Problem statement:
What is needed is an exact copy of all the lines below.

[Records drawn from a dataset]
# # # # # # #

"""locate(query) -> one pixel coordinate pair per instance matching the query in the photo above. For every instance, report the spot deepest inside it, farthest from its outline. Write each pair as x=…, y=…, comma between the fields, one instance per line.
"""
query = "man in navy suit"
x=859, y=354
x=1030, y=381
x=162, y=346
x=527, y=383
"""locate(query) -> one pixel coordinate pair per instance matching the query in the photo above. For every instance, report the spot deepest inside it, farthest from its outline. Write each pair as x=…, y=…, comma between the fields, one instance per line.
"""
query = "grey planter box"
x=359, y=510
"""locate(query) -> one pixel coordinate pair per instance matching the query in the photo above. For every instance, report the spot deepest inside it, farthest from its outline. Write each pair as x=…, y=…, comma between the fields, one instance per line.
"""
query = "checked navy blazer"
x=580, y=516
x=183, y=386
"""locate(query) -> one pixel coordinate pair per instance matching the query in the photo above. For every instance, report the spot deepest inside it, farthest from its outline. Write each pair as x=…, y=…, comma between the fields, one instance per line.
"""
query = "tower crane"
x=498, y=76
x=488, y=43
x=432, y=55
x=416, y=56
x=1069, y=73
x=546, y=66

# # # # # # #

Result:
"""locate(query) -> one pixel coordinate pair per instance matching the query in the photo above. For every instance, report the spot deepest inside it, farthest from its outline. Write each pair as x=…, y=…, comma between the fields, one instance per line.
"""
query = "man in navy suit"
x=859, y=354
x=1030, y=381
x=162, y=346
x=527, y=383
"""locate(query) -> one pixel coordinate pair per instance matching the query in the photo above. For every instance, report the spot deepest inside it, farthest from its outline. Write each pair as x=…, y=…, comma between the fields, one instance per line.
"""
query = "grey planter box"
x=359, y=510
"""locate(query) -> one pixel coordinate pair per instance matching the query in the photo above. For every instance, report the spot deepest inside it, farthest from its outline. Write each pair as x=…, y=…, comma between the fields, one instance per line.
"""
query = "checked navy blazer"
x=580, y=516
x=183, y=386
"""locate(query) -> one pixel coordinate pair per instance matching the query in the photo above. For every instance, report the spot deepest inside it, farthest from its outline. Write each pair as x=…, y=…, comma between the fields, one instance per line.
"""
query = "tower crane"
x=498, y=76
x=488, y=43
x=432, y=55
x=416, y=56
x=1069, y=73
x=546, y=66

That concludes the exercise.